> ESTRATTO DELLA PAGINA

▼

Ara sa terra, massaju, ca est ora de arare...



mercoledì 2 novembre 2011

Indian Creek

Indian Creek. Guidando sulla statale 211 rimarrete senza
fiato di fronte alla sterminata distesa del canyon

Il sole sorge piano alla mia sinistra ma basta la poca luce dell' alba a fare splendere il bianco e il giallo del deserto. La strada e' una striscia nera, dritta verso sud, unico segno di civilta' e tempi moderni in mezzo alla radura. Potrebbero apparire gli indiani da un momento all' altro e non ne sarei stupito. Dopo dodici ore di guida sarebbe un diversivo alla noia della guida in solitaria. A tenermi sveglio una dosa massiccia di caffe, redbull e l' eccitazione di arrampicare ad Indian Creek.
Dopo quindici ore entro finalmente nel canyon e lo stupore per la bellezza che mi circonda quasi rischia di farmi uscire fuori strada. Giungo al posto dell' appuntamento mentre nello stesso momento arrivano i miei tre amici, due dal Sud della California e uno dal Colorado. In un' epoca di messaggini al telefono, rinunce all' ultimo minuto, continue chiamate al telefono anche per una semplice cena, un tale sincronismo mi mette subito di buon umore. Non ci siamo mai sentiti al telefono per dettagli e tutto e' stato deciso con due email, una settimana prima.

▲

> ESERCIZI E CONSEGNE
[1] Secondo il brano su Indian Creek, da dove arrivano i tre amici che chi scrive incontra al posto dell'appuntamento?
[2] Cita testualmente il passo del brano su Indian Creek che parte dalle parole "Il sole sorge" e si chiude dopo le parole "ad Indian Creek.".

> RIGHE ARCHIVIATE

▼

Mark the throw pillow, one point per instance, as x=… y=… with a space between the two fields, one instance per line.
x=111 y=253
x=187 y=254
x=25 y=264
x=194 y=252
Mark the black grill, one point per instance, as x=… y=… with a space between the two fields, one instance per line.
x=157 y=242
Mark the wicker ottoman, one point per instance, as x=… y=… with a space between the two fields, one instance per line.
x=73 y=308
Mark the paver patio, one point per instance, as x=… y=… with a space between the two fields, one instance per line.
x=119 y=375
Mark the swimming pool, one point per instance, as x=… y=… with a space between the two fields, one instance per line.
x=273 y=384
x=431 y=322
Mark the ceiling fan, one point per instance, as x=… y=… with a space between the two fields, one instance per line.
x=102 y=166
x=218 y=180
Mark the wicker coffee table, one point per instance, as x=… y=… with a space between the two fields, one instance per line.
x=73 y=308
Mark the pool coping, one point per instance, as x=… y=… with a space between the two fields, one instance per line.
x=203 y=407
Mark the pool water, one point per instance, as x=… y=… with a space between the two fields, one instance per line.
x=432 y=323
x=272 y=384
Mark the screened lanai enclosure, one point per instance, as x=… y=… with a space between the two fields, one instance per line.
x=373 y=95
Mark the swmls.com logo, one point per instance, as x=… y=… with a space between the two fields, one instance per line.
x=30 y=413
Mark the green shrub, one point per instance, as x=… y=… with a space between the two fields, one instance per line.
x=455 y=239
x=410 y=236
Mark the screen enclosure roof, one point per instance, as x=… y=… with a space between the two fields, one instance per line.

▲

> RISPOSTE SCRITTE
[1] Due arrivano dal Sud della California e uno dal Colorado.

[2]
Il sole sorge piano alla mia sinistra ma basta la poca luce dell' alba a fare splendere il bianco e il giallo del deserto. La strada e' una striscia nera, dritta verso sud, unico segno di civilta' e tempi moderni in mezzo alla radura. Potrebbero apparire gli indiani da un momento all' altro e non ne sarei stupito. Dopo dodici ore di guida sarebbe un diversivo alla noia della guida in solitaria. A tenermi sveglio una dosa massiccia di caffe, redbull e l' eccitazione di arrampicare ad Indian Creek.